_Problem requirements_: Count how many lines in the listing below contain the string "wall", with case counting, and reply with that number alone.

+++ Dataset excerpts

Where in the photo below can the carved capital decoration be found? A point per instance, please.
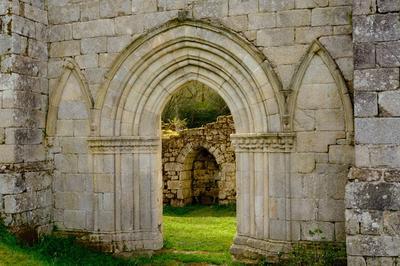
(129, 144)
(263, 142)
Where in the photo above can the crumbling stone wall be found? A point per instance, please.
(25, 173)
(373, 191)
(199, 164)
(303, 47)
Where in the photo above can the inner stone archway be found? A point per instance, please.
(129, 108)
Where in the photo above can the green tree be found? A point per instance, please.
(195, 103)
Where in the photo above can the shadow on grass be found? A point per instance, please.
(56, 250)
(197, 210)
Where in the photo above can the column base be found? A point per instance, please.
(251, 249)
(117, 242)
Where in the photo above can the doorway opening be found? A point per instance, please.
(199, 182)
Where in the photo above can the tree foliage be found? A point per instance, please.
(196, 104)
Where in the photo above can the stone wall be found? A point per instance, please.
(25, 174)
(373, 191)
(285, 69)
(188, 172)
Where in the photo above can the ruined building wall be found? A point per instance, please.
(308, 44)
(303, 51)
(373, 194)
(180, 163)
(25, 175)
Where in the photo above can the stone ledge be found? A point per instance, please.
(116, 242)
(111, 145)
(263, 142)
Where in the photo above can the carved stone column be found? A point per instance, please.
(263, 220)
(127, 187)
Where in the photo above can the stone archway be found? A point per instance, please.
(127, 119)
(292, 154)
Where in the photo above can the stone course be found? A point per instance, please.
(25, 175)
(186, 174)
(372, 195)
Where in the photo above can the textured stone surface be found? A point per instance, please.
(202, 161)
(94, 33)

++++++
+++ Dataset excerpts

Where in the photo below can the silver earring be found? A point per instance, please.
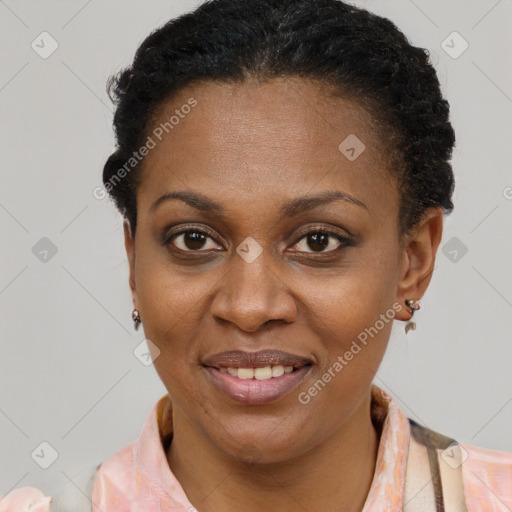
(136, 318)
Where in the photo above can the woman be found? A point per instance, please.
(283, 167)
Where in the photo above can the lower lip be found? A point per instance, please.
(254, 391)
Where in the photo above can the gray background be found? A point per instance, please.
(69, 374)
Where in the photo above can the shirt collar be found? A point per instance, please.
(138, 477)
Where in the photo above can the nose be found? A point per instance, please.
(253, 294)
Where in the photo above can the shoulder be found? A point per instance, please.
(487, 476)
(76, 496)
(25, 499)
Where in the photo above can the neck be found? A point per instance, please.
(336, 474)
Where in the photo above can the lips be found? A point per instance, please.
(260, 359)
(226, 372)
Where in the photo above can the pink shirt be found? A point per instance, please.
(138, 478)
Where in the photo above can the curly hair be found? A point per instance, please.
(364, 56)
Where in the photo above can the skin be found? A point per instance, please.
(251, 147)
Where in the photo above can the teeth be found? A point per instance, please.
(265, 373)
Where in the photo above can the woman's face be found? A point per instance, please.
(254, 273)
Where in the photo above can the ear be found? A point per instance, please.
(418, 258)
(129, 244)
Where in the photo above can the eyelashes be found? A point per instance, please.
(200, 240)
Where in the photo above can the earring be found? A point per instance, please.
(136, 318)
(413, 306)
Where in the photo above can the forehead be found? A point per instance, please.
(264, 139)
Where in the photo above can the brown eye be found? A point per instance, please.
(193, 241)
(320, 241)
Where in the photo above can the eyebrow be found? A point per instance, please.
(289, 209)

++++++

_Correct response_: 3